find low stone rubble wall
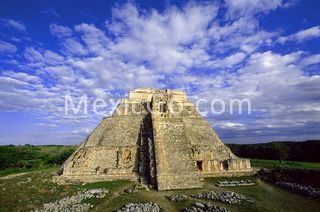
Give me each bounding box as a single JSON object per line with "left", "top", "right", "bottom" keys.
{"left": 166, "top": 194, "right": 188, "bottom": 202}
{"left": 183, "top": 202, "right": 229, "bottom": 212}
{"left": 259, "top": 167, "right": 320, "bottom": 199}
{"left": 118, "top": 185, "right": 141, "bottom": 195}
{"left": 216, "top": 179, "right": 255, "bottom": 187}
{"left": 35, "top": 188, "right": 109, "bottom": 212}
{"left": 116, "top": 202, "right": 160, "bottom": 212}
{"left": 192, "top": 191, "right": 249, "bottom": 204}
{"left": 276, "top": 181, "right": 320, "bottom": 199}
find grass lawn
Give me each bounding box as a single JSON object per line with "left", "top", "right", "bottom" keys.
{"left": 250, "top": 159, "right": 320, "bottom": 170}
{"left": 1, "top": 168, "right": 320, "bottom": 212}
{"left": 0, "top": 165, "right": 59, "bottom": 177}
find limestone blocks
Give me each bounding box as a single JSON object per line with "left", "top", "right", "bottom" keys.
{"left": 60, "top": 88, "right": 253, "bottom": 189}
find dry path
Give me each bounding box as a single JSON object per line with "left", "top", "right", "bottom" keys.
{"left": 0, "top": 172, "right": 29, "bottom": 180}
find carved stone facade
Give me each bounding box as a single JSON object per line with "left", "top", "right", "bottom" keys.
{"left": 60, "top": 88, "right": 253, "bottom": 190}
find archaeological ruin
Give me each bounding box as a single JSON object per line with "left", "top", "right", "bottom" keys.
{"left": 59, "top": 88, "right": 253, "bottom": 190}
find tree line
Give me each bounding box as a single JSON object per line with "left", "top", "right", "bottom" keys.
{"left": 227, "top": 140, "right": 320, "bottom": 162}
{"left": 0, "top": 145, "right": 76, "bottom": 171}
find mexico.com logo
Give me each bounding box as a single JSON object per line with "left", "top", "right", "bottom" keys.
{"left": 64, "top": 94, "right": 252, "bottom": 117}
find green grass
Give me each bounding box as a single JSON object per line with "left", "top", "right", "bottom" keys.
{"left": 250, "top": 159, "right": 320, "bottom": 170}
{"left": 203, "top": 177, "right": 320, "bottom": 212}
{"left": 0, "top": 167, "right": 132, "bottom": 211}
{"left": 95, "top": 176, "right": 320, "bottom": 212}
{"left": 1, "top": 169, "right": 319, "bottom": 212}
{"left": 0, "top": 165, "right": 59, "bottom": 177}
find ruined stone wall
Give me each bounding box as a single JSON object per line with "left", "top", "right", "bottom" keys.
{"left": 167, "top": 89, "right": 188, "bottom": 102}
{"left": 128, "top": 88, "right": 156, "bottom": 102}
{"left": 63, "top": 146, "right": 138, "bottom": 175}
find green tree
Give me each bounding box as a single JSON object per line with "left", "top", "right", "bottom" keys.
{"left": 272, "top": 143, "right": 289, "bottom": 162}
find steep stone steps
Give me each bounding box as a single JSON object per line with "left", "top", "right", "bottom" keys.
{"left": 152, "top": 115, "right": 203, "bottom": 190}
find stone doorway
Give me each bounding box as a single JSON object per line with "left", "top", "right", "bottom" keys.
{"left": 196, "top": 161, "right": 203, "bottom": 171}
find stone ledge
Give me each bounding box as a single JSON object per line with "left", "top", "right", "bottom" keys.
{"left": 200, "top": 169, "right": 257, "bottom": 178}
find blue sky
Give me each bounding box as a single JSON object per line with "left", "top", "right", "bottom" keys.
{"left": 0, "top": 0, "right": 319, "bottom": 145}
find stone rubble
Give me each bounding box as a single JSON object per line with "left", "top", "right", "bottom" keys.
{"left": 276, "top": 181, "right": 320, "bottom": 199}
{"left": 166, "top": 194, "right": 188, "bottom": 201}
{"left": 216, "top": 179, "right": 255, "bottom": 187}
{"left": 35, "top": 188, "right": 109, "bottom": 212}
{"left": 119, "top": 186, "right": 139, "bottom": 195}
{"left": 116, "top": 202, "right": 160, "bottom": 212}
{"left": 17, "top": 177, "right": 32, "bottom": 185}
{"left": 183, "top": 202, "right": 229, "bottom": 212}
{"left": 192, "top": 191, "right": 247, "bottom": 204}
{"left": 259, "top": 168, "right": 320, "bottom": 200}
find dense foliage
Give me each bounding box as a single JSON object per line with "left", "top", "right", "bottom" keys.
{"left": 0, "top": 145, "right": 77, "bottom": 170}
{"left": 227, "top": 140, "right": 320, "bottom": 162}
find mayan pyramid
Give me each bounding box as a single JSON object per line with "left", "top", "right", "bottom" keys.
{"left": 60, "top": 88, "right": 252, "bottom": 190}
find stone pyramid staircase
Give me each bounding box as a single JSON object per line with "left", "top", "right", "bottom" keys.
{"left": 152, "top": 115, "right": 204, "bottom": 190}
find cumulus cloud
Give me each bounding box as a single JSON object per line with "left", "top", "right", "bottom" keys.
{"left": 197, "top": 51, "right": 320, "bottom": 142}
{"left": 0, "top": 1, "right": 319, "bottom": 144}
{"left": 224, "top": 0, "right": 283, "bottom": 19}
{"left": 50, "top": 23, "right": 73, "bottom": 38}
{"left": 107, "top": 2, "right": 219, "bottom": 73}
{"left": 62, "top": 38, "right": 88, "bottom": 56}
{"left": 2, "top": 71, "right": 41, "bottom": 83}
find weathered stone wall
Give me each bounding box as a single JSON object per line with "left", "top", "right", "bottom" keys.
{"left": 152, "top": 115, "right": 203, "bottom": 190}
{"left": 64, "top": 146, "right": 138, "bottom": 174}
{"left": 61, "top": 113, "right": 144, "bottom": 182}
{"left": 82, "top": 115, "right": 144, "bottom": 147}
{"left": 128, "top": 88, "right": 156, "bottom": 102}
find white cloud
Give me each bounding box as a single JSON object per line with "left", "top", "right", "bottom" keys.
{"left": 72, "top": 128, "right": 92, "bottom": 135}
{"left": 24, "top": 47, "right": 65, "bottom": 65}
{"left": 294, "top": 26, "right": 320, "bottom": 41}
{"left": 43, "top": 50, "right": 65, "bottom": 65}
{"left": 300, "top": 54, "right": 320, "bottom": 67}
{"left": 24, "top": 47, "right": 43, "bottom": 62}
{"left": 224, "top": 0, "right": 283, "bottom": 19}
{"left": 2, "top": 71, "right": 41, "bottom": 83}
{"left": 282, "top": 0, "right": 300, "bottom": 8}
{"left": 215, "top": 122, "right": 246, "bottom": 130}
{"left": 0, "top": 76, "right": 28, "bottom": 88}
{"left": 1, "top": 1, "right": 319, "bottom": 144}
{"left": 75, "top": 23, "right": 109, "bottom": 55}
{"left": 62, "top": 38, "right": 88, "bottom": 56}
{"left": 186, "top": 50, "right": 320, "bottom": 142}
{"left": 278, "top": 26, "right": 320, "bottom": 43}
{"left": 107, "top": 2, "right": 219, "bottom": 73}
{"left": 1, "top": 19, "right": 26, "bottom": 32}
{"left": 225, "top": 52, "right": 247, "bottom": 66}
{"left": 36, "top": 123, "right": 58, "bottom": 127}
{"left": 0, "top": 40, "right": 17, "bottom": 53}
{"left": 50, "top": 23, "right": 73, "bottom": 38}
{"left": 213, "top": 52, "right": 247, "bottom": 68}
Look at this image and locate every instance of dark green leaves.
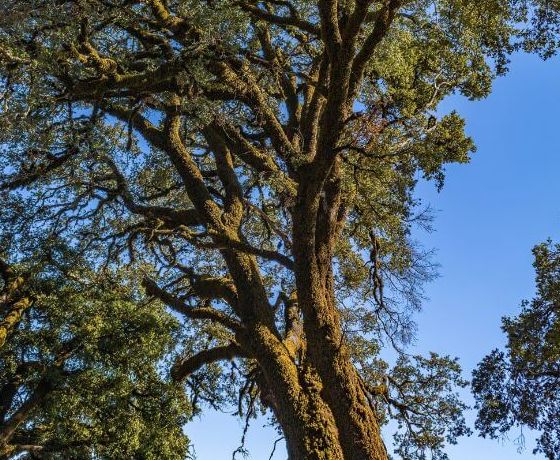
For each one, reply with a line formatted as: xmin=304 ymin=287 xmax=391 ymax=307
xmin=0 ymin=256 xmax=191 ymax=459
xmin=473 ymin=241 xmax=560 ymax=460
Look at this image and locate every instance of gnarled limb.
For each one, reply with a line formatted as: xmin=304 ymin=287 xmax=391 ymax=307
xmin=143 ymin=278 xmax=243 ymax=333
xmin=171 ymin=343 xmax=245 ymax=382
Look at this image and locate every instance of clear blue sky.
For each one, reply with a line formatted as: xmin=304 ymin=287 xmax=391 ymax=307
xmin=186 ymin=52 xmax=560 ymax=460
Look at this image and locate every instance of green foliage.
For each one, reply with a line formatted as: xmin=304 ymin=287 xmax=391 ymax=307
xmin=0 ymin=0 xmax=558 ymax=457
xmin=473 ymin=241 xmax=560 ymax=460
xmin=348 ymin=325 xmax=470 ymax=459
xmin=0 ymin=253 xmax=190 ymax=459
xmin=389 ymin=354 xmax=470 ymax=460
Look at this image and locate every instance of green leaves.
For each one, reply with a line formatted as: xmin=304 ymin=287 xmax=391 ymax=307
xmin=473 ymin=241 xmax=560 ymax=459
xmin=352 ymin=341 xmax=471 ymax=460
xmin=390 ymin=353 xmax=471 ymax=460
xmin=0 ymin=257 xmax=191 ymax=459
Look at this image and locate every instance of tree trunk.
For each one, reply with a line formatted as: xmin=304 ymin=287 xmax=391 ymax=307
xmin=251 ymin=303 xmax=388 ymax=460
xmin=265 ymin=164 xmax=389 ymax=460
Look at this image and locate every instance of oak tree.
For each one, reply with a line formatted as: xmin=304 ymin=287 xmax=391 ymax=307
xmin=0 ymin=0 xmax=554 ymax=458
xmin=0 ymin=248 xmax=190 ymax=459
xmin=473 ymin=241 xmax=560 ymax=460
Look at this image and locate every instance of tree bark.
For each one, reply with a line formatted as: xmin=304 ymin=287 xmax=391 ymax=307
xmin=0 ymin=263 xmax=33 ymax=350
xmin=266 ymin=161 xmax=389 ymax=460
xmin=0 ymin=378 xmax=50 ymax=456
xmin=250 ymin=291 xmax=388 ymax=460
xmin=233 ymin=187 xmax=389 ymax=459
xmin=0 ymin=296 xmax=33 ymax=349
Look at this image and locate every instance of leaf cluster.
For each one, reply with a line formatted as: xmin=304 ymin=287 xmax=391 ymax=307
xmin=473 ymin=241 xmax=560 ymax=460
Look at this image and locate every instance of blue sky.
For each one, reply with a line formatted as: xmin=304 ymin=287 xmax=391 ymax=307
xmin=186 ymin=52 xmax=560 ymax=459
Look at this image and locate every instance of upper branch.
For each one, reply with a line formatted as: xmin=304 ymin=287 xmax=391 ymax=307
xmin=349 ymin=0 xmax=402 ymax=97
xmin=0 ymin=149 xmax=75 ymax=192
xmin=203 ymin=125 xmax=244 ymax=223
xmin=142 ymin=278 xmax=243 ymax=333
xmin=236 ymin=1 xmax=320 ymax=35
xmin=211 ymin=61 xmax=297 ymax=161
xmin=171 ymin=343 xmax=246 ymax=382
xmin=101 ymin=154 xmax=202 ymax=228
xmin=318 ymin=0 xmax=342 ymax=58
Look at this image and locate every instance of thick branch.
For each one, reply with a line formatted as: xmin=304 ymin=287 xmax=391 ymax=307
xmin=0 ymin=378 xmax=51 ymax=451
xmin=0 ymin=296 xmax=33 ymax=349
xmin=171 ymin=343 xmax=245 ymax=382
xmin=142 ymin=278 xmax=242 ymax=333
xmin=203 ymin=125 xmax=244 ymax=223
xmin=0 ymin=262 xmax=33 ymax=349
xmin=318 ymin=0 xmax=342 ymax=58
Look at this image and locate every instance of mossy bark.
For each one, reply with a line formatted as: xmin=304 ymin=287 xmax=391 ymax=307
xmin=269 ymin=161 xmax=388 ymax=460
xmin=0 ymin=269 xmax=33 ymax=350
xmin=0 ymin=297 xmax=32 ymax=349
xmin=229 ymin=169 xmax=388 ymax=459
xmin=245 ymin=293 xmax=388 ymax=460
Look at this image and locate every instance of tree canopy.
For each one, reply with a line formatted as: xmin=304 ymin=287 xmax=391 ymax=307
xmin=0 ymin=0 xmax=559 ymax=459
xmin=473 ymin=241 xmax=560 ymax=460
xmin=0 ymin=250 xmax=190 ymax=459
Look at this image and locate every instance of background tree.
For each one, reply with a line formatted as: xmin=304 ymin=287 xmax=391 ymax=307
xmin=0 ymin=0 xmax=555 ymax=458
xmin=0 ymin=247 xmax=190 ymax=459
xmin=473 ymin=241 xmax=560 ymax=460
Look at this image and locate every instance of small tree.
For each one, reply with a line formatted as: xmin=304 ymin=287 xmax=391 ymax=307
xmin=473 ymin=241 xmax=560 ymax=460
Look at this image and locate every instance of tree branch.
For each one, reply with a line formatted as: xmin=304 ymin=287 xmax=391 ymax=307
xmin=171 ymin=343 xmax=246 ymax=382
xmin=236 ymin=2 xmax=320 ymax=35
xmin=142 ymin=278 xmax=242 ymax=333
xmin=349 ymin=0 xmax=402 ymax=97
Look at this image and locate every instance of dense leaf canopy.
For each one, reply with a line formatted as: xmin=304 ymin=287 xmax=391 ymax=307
xmin=0 ymin=251 xmax=190 ymax=459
====
Would you copy out every line in the records that includes the string "tree"?

→ Response:
find tree line
find green tree
Look at this image and locate every instance of tree trunk.
Look at this image and locate every instance of oak tree.
Look at this image and locate every instance of tree bark.
Look at this image and locate every instance of tree canopy.
Look at this image and locate every instance of background tree.
Look at this image and locate every instance of small tree.
Look at this image and locate every instance of tree branch.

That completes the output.